• Page text:

--------------------------------

The Higher-Lower Rule

Spontaneous reaction occurs when:

Species with higher E° gets reduced (cathode)
Species with lower E° gets oxidized (anode)

Example 1: Zn + Cu²⁺

Question: Will Zn reduce Cu²⁺?

Half-reactions:

$\text{Cu}^{2+} + 2e^- \rightarrow \text{Cu}$ E° = +0.34 V
$\text{Zn}^{2+} + 2e^- \rightarrow \text{Zn}$ E° = -0.76 V

Analysis:

Cu²⁺ has higher E° → gets reduced (cathode)
Zn has lower E° → gets oxidized (anode)

E°cell = 0.34 - (-0.76) = +1.10 V > 0

Answer: Yes, spontaneous! ✓

Example 2: Cu + Zn²⁺

Question: Will Cu reduce Zn²⁺?

Analysis:

Zn²⁺/Zn: E° = -0.76 V (lower)
Cu²⁺/Cu: E° = +0.34 V (higher)

For Cu to reduce Zn²⁺:

Zn²⁺ must be reduced (cathode)
Cu must be oxidized (anode)

E°cell = -0.76 - 0.34 = -1.10 V < 0

Answer: No, non-spontaneous! ✗

Quick Check

Q: Can Fe²⁺ reduce Ag⁺ to Ag?

Given: E°(Ag⁺/Ag) = +0.80 V, E°(Fe³⁺/Fe²⁺) = +0.77 V

A: Yes! Ag⁺ has higher E° (+0.80 V), so it gets reduced. Fe²⁺ gets oxidized to Fe³⁺. E°cell = 0.80 - 0.77 = +0.03 V (spontaneous)

Applications of Electrochemical Series

1. Predicting Displacement Reactions

Rule: A metal can displace another metal from its salt solution if it has lower reduction potential.

Example: Can Zn displace Cu from CuSO₄?

E°(Zn²⁺/Zn) = -0.76 V (lower)
E°(Cu²⁺/Cu) = +0.34 V (higher)

Yes! Zn is a stronger reducing agent.

$$\text{Zn} + \text{CuSO}_4 \rightarrow \text{ZnSO}_4 + \text{Cu}$$

2. Reactivity of Metals with Acids

Rule: Metals with negative E° (below hydrogen) can displace H₂ from acids.

--------------------------------

• Items:
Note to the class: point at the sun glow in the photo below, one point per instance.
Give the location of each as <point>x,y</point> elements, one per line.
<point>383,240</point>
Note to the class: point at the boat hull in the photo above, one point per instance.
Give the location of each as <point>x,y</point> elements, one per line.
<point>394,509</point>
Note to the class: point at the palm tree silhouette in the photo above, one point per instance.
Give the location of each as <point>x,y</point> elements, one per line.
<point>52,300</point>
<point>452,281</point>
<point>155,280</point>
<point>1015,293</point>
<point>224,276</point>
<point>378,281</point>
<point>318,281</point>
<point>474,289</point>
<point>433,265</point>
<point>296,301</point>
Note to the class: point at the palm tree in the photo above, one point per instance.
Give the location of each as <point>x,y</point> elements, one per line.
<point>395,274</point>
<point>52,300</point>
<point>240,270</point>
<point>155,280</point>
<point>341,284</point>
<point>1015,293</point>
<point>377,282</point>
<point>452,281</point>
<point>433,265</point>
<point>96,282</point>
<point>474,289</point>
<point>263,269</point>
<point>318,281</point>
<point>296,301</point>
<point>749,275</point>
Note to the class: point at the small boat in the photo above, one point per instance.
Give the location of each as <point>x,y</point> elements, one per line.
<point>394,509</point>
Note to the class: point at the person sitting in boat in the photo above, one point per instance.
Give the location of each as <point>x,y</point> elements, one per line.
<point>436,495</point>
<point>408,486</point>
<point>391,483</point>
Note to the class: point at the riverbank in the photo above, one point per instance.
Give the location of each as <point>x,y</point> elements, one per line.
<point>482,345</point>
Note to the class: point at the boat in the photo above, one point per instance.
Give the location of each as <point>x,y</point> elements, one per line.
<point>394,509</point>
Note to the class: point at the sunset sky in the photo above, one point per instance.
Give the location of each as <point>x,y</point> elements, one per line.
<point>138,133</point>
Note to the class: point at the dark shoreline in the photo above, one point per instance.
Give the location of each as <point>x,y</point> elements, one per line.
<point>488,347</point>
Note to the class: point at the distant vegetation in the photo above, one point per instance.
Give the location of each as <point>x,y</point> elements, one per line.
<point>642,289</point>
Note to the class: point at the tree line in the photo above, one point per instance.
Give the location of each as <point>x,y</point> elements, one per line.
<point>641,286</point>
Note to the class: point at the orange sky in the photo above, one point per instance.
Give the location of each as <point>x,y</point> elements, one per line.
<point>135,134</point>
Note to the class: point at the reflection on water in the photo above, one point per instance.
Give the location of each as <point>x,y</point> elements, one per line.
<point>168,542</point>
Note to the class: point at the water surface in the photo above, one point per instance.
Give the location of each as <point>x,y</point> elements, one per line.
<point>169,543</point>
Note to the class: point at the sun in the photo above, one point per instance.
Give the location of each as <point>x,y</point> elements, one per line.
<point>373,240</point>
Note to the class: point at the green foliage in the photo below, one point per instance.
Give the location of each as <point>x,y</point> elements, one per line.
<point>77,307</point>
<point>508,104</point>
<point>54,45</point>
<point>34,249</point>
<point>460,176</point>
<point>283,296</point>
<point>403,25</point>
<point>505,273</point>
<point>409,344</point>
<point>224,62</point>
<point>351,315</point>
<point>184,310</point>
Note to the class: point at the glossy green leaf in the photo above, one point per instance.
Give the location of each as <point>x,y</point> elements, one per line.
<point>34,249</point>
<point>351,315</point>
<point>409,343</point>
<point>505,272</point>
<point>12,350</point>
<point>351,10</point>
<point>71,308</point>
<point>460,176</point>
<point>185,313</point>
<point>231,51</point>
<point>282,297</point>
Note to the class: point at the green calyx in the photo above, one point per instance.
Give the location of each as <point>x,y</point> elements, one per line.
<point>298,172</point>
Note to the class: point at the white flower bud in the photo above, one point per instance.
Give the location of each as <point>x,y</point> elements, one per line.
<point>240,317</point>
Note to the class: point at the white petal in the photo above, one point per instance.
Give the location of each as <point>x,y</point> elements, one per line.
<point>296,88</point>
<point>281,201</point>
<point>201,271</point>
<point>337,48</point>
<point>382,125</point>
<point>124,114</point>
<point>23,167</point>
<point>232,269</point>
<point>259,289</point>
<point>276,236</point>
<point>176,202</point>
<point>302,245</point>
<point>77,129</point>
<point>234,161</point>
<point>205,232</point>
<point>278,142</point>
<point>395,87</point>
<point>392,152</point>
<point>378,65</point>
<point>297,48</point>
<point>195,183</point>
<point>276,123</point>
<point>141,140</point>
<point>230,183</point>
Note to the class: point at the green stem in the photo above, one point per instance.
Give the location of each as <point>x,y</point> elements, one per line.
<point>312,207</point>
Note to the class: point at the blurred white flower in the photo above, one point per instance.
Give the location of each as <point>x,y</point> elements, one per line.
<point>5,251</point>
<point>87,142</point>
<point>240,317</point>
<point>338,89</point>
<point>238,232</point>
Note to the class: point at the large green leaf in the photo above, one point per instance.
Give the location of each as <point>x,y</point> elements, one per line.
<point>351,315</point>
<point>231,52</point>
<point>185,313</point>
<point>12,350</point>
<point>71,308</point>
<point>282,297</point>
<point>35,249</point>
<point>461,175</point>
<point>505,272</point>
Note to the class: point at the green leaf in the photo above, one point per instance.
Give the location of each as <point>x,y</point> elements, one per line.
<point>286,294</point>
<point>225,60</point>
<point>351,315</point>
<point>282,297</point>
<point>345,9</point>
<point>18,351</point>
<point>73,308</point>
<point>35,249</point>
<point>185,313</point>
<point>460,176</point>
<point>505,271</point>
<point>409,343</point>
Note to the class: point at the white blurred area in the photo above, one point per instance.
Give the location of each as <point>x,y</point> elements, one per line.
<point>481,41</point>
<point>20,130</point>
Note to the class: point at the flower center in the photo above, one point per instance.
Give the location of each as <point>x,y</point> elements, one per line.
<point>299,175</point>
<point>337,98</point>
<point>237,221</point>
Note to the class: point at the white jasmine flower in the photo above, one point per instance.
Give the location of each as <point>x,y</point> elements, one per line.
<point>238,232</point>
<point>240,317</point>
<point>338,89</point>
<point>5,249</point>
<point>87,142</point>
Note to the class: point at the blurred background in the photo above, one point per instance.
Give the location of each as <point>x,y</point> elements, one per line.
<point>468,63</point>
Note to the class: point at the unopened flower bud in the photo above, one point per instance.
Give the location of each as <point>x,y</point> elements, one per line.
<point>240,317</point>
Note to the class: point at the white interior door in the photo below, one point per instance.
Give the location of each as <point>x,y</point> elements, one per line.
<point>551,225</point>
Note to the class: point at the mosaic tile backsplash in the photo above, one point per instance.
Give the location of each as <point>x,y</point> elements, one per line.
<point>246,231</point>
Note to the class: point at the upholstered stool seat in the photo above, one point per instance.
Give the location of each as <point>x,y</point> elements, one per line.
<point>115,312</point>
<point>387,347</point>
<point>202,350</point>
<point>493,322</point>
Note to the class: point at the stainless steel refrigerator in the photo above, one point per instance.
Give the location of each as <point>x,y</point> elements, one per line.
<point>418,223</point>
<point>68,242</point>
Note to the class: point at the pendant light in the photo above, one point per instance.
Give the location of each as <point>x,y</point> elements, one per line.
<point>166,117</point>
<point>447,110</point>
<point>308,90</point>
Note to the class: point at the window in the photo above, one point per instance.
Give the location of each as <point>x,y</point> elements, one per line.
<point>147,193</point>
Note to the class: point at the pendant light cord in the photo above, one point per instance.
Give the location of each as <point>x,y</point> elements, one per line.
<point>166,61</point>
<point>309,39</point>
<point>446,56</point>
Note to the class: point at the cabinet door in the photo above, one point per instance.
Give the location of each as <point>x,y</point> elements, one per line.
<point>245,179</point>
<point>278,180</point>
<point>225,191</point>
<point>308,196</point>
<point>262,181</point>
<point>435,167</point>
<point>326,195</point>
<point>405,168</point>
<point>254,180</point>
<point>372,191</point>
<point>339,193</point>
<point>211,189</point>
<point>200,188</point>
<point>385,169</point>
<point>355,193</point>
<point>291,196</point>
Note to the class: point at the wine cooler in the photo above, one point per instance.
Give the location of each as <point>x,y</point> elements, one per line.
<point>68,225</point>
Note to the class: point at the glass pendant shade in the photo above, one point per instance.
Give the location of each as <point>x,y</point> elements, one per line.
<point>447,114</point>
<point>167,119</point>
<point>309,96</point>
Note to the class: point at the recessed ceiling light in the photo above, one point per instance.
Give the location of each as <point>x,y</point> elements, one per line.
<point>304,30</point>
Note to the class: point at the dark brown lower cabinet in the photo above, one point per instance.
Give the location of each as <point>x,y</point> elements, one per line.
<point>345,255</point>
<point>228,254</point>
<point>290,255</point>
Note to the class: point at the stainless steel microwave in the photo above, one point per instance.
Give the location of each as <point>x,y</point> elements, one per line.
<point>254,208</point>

--------------------------------

• Task requirements: Copy, word for word, the stretch of the electrochemistry text from "E°(Cu²⁺/Cu) = +0.34" through "H₂ from acids.". The entries come from a different source than the electrochemistry text.

• Finished exercise:
E°(Cu²⁺/Cu) = +0.34 V (higher)

Yes! Zn is a stronger reducing agent.

$$\text{Zn} + \text{CuSO}_4 \rightarrow \text{ZnSO}_4 + \text{Cu}$$

2. Reactivity of Metals with Acids

Rule: Metals with negative E° (below hydrogen) can displace H₂ from acids.